The required output is the lines below from the line containing "For every instance of the shirt" to the line containing "For every instance of the nose", inclusive, retyped exactly. No other lines belong in it.

[[ EXERCISE DATA, beginning ]]

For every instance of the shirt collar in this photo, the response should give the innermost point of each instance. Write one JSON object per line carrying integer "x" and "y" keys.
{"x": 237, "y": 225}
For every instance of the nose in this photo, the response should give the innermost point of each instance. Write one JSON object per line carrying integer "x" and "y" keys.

[[ EXERCISE DATA, end ]]
[[ EXERCISE DATA, beginning ]]

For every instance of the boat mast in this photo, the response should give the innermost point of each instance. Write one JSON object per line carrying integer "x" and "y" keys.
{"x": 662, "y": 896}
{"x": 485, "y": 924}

[[ EXERCISE DATA, end ]]

- **SOLUTION**:
For every instance of the shirt collar in this photo, the response should give the innermost point of each instance. Write one JSON object per line carrying integer "x" and "y" keys.
{"x": 237, "y": 225}
For every instance of the nose in this photo, the response should give the innermost point of each instance. Write one JSON object per line carrying integer "x" and "y" keys.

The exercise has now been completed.